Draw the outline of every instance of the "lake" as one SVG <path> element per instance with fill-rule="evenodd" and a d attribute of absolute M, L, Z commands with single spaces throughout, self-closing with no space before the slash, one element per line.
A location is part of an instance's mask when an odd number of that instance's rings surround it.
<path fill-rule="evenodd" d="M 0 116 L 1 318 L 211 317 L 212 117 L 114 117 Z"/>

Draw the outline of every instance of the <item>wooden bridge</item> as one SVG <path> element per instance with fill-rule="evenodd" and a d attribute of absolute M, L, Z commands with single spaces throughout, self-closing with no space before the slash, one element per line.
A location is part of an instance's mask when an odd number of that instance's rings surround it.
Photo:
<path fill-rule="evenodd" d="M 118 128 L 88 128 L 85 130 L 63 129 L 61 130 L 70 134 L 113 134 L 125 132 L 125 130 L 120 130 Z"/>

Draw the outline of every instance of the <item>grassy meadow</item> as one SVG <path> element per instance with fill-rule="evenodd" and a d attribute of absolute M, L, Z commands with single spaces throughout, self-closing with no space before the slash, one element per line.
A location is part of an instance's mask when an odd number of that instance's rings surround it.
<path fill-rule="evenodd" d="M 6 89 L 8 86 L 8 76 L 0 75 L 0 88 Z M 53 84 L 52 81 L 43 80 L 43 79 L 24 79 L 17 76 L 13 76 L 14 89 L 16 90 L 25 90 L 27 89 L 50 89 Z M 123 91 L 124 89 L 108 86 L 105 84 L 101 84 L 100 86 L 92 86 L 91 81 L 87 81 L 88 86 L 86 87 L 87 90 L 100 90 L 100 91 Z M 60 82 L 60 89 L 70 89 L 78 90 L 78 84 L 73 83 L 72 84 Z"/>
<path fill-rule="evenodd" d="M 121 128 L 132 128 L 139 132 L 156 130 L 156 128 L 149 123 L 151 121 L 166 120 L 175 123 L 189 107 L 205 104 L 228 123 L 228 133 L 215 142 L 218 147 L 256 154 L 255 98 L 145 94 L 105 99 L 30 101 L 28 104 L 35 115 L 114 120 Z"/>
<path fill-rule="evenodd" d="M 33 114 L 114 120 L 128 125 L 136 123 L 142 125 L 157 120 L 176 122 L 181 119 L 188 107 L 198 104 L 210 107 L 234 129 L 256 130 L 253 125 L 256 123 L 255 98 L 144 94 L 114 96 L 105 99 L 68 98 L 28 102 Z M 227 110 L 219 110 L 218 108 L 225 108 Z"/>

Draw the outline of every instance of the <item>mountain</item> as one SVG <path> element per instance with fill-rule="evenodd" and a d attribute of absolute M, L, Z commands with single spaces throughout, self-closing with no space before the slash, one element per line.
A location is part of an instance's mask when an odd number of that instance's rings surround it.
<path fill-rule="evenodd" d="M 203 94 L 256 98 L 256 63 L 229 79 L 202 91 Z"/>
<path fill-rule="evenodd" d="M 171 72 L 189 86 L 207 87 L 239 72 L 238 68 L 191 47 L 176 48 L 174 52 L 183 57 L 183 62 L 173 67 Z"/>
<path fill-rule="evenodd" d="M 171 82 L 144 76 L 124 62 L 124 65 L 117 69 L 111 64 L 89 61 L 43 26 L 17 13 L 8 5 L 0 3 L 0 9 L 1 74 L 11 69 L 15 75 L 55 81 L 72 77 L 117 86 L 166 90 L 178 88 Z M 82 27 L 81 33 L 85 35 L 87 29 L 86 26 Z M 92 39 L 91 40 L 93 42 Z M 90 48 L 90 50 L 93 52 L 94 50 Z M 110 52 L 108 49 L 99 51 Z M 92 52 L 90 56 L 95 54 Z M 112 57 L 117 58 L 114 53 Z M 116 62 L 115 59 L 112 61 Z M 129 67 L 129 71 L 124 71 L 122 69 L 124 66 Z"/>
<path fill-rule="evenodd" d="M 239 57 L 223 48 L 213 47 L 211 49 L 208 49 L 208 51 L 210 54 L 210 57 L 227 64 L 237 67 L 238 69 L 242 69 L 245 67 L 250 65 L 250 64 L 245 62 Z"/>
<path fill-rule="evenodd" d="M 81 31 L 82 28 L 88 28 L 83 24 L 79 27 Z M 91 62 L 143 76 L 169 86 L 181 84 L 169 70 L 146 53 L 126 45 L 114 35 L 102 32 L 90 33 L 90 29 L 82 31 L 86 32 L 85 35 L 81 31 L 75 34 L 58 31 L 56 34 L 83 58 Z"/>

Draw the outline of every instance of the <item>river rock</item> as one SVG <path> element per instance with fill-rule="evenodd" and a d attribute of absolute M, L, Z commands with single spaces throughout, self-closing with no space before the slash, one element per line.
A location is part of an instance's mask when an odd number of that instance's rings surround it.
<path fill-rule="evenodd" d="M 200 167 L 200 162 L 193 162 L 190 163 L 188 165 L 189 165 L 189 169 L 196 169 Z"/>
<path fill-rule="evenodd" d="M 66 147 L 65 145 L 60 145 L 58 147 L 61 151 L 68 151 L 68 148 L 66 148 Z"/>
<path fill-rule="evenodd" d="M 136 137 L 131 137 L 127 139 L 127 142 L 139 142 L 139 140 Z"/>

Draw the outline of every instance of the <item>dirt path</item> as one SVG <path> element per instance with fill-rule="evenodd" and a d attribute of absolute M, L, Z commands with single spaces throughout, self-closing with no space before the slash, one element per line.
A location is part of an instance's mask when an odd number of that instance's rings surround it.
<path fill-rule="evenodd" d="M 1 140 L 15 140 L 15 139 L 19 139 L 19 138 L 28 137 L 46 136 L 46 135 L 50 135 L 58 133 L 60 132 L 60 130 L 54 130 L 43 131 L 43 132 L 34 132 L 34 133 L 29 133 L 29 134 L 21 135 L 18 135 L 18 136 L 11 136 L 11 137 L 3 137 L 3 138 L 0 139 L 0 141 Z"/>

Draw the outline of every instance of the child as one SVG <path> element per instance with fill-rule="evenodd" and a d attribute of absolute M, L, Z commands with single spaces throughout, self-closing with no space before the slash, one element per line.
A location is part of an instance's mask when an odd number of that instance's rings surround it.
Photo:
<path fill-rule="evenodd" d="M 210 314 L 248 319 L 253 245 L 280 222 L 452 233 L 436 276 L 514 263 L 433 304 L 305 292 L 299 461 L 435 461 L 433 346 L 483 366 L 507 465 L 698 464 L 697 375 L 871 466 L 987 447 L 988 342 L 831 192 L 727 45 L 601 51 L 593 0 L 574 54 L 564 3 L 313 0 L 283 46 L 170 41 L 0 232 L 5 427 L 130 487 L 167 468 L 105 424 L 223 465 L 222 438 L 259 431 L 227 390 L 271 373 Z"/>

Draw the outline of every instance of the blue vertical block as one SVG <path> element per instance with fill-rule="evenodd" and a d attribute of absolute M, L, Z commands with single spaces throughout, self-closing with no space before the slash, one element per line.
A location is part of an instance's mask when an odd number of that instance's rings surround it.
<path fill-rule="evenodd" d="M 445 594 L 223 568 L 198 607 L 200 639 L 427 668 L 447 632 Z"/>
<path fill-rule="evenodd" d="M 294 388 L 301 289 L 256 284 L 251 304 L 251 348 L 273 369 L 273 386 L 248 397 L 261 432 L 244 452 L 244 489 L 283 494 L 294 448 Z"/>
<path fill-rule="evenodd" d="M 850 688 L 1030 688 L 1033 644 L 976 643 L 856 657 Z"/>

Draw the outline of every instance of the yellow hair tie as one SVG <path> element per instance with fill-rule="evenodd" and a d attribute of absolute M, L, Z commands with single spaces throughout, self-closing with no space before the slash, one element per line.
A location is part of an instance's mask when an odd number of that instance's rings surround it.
· · · ·
YOUR GOAL:
Extract every entry above line for line, reproducing each one verbatim.

COMPLETE ANSWER:
Draw the outline of every instance of the "lake" as one SVG <path> element per instance with fill-rule="evenodd" and a d attribute of absolute M, L, Z commands with single spaces throughout, self-closing with no space before the slash, one element per line.
A location is part of an instance's mask when an odd number of that instance's rings surround it.
<path fill-rule="evenodd" d="M 0 116 L 1 318 L 211 317 L 212 117 L 114 117 Z"/>

Draw the outline of every instance of the <item>wooden bridge</item> as one SVG <path> element per instance with fill-rule="evenodd" and a d attribute of absolute M, L, Z commands with single spaces throughout, self-closing with no space before the slash, one element per line.
A location is part of an instance's mask when an odd number of that instance's rings surround it.
Photo:
<path fill-rule="evenodd" d="M 118 128 L 88 128 L 85 130 L 63 129 L 61 130 L 70 134 L 113 134 L 125 132 L 125 130 L 120 130 Z"/>

Draw the outline of every instance of the <item>grassy meadow</item> as one SVG <path> element per instance with fill-rule="evenodd" and a d attribute of absolute M, L, Z commands with single spaces throughout, self-closing with no space before the slash, one element per line.
A location is part of an instance's mask when an odd number of that instance's rings surround it.
<path fill-rule="evenodd" d="M 6 89 L 8 86 L 8 76 L 0 75 L 0 88 Z M 53 84 L 52 81 L 43 80 L 43 79 L 24 79 L 17 76 L 13 76 L 14 89 L 16 90 L 25 90 L 27 89 L 50 89 Z M 123 91 L 124 89 L 108 86 L 105 84 L 101 84 L 100 86 L 92 86 L 91 81 L 87 81 L 88 86 L 86 87 L 87 90 L 100 90 L 100 91 Z M 60 82 L 60 89 L 70 89 L 78 90 L 78 84 L 73 83 L 72 84 Z"/>
<path fill-rule="evenodd" d="M 121 128 L 132 128 L 139 132 L 156 130 L 156 128 L 149 123 L 151 121 L 166 120 L 175 123 L 189 107 L 205 104 L 228 123 L 228 133 L 215 142 L 218 147 L 256 154 L 255 98 L 145 94 L 105 99 L 30 101 L 28 104 L 35 115 L 114 120 Z"/>
<path fill-rule="evenodd" d="M 33 114 L 114 120 L 128 125 L 136 123 L 142 125 L 157 120 L 176 122 L 181 119 L 188 107 L 198 104 L 210 107 L 234 129 L 256 130 L 253 125 L 256 123 L 255 98 L 144 94 L 114 96 L 105 99 L 68 98 L 28 102 Z M 227 110 L 219 110 L 218 108 L 225 108 Z"/>

Draw the outline of every instance of the <item>mountain</item> as one SVG <path> element per instance with fill-rule="evenodd" and a d attribute of absolute M, L, Z commands with single spaces throughout, self-closing with no space before the slash, one element per line.
A location is part of an instance's mask when an odd number of that instance's rings surround it.
<path fill-rule="evenodd" d="M 203 94 L 256 98 L 256 63 L 229 79 L 202 91 Z"/>
<path fill-rule="evenodd" d="M 171 72 L 189 86 L 207 87 L 239 72 L 238 68 L 191 47 L 176 48 L 174 52 L 183 57 L 183 62 L 173 67 Z"/>
<path fill-rule="evenodd" d="M 171 82 L 144 76 L 124 62 L 124 65 L 117 69 L 111 64 L 89 61 L 43 26 L 17 13 L 8 5 L 0 3 L 0 9 L 1 74 L 11 69 L 15 75 L 55 81 L 72 77 L 117 86 L 166 90 L 178 88 Z M 82 27 L 81 33 L 85 35 L 87 29 L 86 26 Z M 92 39 L 91 40 L 93 42 Z M 90 48 L 90 50 L 93 52 L 94 50 Z M 110 52 L 108 49 L 99 51 Z M 92 52 L 90 56 L 95 54 Z M 112 57 L 117 58 L 114 53 Z M 116 62 L 115 59 L 112 61 Z M 129 67 L 129 71 L 124 71 L 122 69 L 124 66 Z"/>
<path fill-rule="evenodd" d="M 239 57 L 223 48 L 213 47 L 211 49 L 208 49 L 208 51 L 210 54 L 210 57 L 227 64 L 237 67 L 238 69 L 242 69 L 245 67 L 250 65 L 250 64 L 245 62 Z"/>
<path fill-rule="evenodd" d="M 81 31 L 82 28 L 88 28 L 83 24 L 79 27 Z M 91 62 L 143 76 L 169 86 L 181 84 L 169 70 L 146 53 L 126 45 L 114 35 L 102 32 L 90 33 L 90 29 L 82 31 L 86 32 L 85 35 L 81 31 L 75 34 L 58 31 L 56 34 L 83 58 Z"/>

Draw the outline of every instance of the <item>river rock</item> as one SVG <path> element per instance with fill-rule="evenodd" and a d attribute of absolute M, L, Z commands with single spaces throughout, self-closing with no space before the slash, one element per line.
A location is part of an instance's mask when an odd number of that instance's rings surround it.
<path fill-rule="evenodd" d="M 200 167 L 200 162 L 193 162 L 190 163 L 188 165 L 189 165 L 189 169 L 196 169 Z"/>
<path fill-rule="evenodd" d="M 66 147 L 65 145 L 60 145 L 58 147 L 61 151 L 68 151 L 68 148 L 66 148 Z"/>
<path fill-rule="evenodd" d="M 136 137 L 131 137 L 127 139 L 127 142 L 139 142 L 139 140 Z"/>

Draw the outline of every instance of the <item>dirt path</item> as one SVG <path> element per instance with fill-rule="evenodd" and a d attribute of absolute M, L, Z commands with single spaces throughout, self-closing with no space before the slash, one element per line.
A location is part of an instance's mask when an odd number of that instance's rings surround it.
<path fill-rule="evenodd" d="M 1 140 L 15 140 L 15 139 L 19 139 L 19 138 L 28 137 L 46 136 L 46 135 L 50 135 L 58 133 L 60 132 L 60 130 L 54 130 L 43 131 L 43 132 L 34 132 L 34 133 L 29 133 L 29 134 L 21 135 L 18 135 L 18 136 L 11 136 L 11 137 L 3 137 L 3 138 L 0 139 L 0 141 Z"/>

Draw the outline of every instance of the child as one SVG <path> element per instance with fill-rule="evenodd" and a d attribute of absolute M, L, Z commands with single spaces throughout, self-closing with no space before the slash, one element per line.
A location is part of an instance's mask when an odd number of that instance's rings surround it.
Photo:
<path fill-rule="evenodd" d="M 210 314 L 248 319 L 253 245 L 280 222 L 452 233 L 436 276 L 514 263 L 433 304 L 305 292 L 299 461 L 435 461 L 433 346 L 483 366 L 507 465 L 698 464 L 697 375 L 871 466 L 987 447 L 988 342 L 831 192 L 727 45 L 601 51 L 593 0 L 574 54 L 564 3 L 313 0 L 283 46 L 170 41 L 0 232 L 5 427 L 130 487 L 167 468 L 105 424 L 223 465 L 222 438 L 259 431 L 227 390 L 271 373 Z"/>

Draw the outline of every instance of the blue vertical block as one SVG <path> element per instance with fill-rule="evenodd" and a d attribute of absolute M, L, Z commands with single spaces throughout, self-closing with no space before the slash, one element per line.
A location is part of an instance's mask when an odd number of that instance's rings surround it.
<path fill-rule="evenodd" d="M 445 594 L 223 568 L 198 607 L 200 639 L 427 668 L 447 632 Z"/>
<path fill-rule="evenodd" d="M 294 388 L 301 289 L 256 284 L 251 304 L 251 348 L 273 369 L 273 386 L 248 397 L 261 432 L 244 452 L 244 489 L 283 494 L 294 448 Z"/>
<path fill-rule="evenodd" d="M 850 688 L 1030 688 L 1033 644 L 976 643 L 856 657 Z"/>

Draw the outline of every instance of the yellow hair tie as one SVG <path> element per instance with fill-rule="evenodd" and a d attribute of absolute M, L, Z commands with single spaces throughout, self-closing with no space before the slash, one element per line.
A location is part of an instance's mask when an odd number of that instance's rings surround it.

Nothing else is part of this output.